- What you need to do: Output all entries verbatim. Skip pictures.
::: Working data
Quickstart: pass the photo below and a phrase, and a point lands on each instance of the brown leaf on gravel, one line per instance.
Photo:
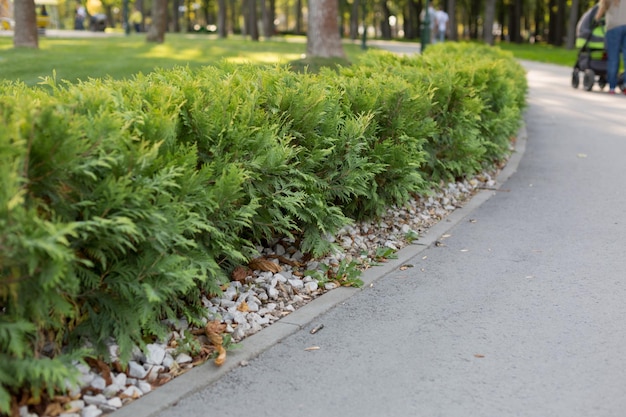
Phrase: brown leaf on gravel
(240, 273)
(264, 264)
(103, 368)
(54, 409)
(214, 330)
::::::
- Reply:
Quickstart: pass the photo below and a phrase, and a point lands on each instance of the brown leaf on gravel, one line per instance.
Photo:
Phrase: brown leaf on gravel
(240, 273)
(264, 264)
(103, 368)
(54, 409)
(214, 330)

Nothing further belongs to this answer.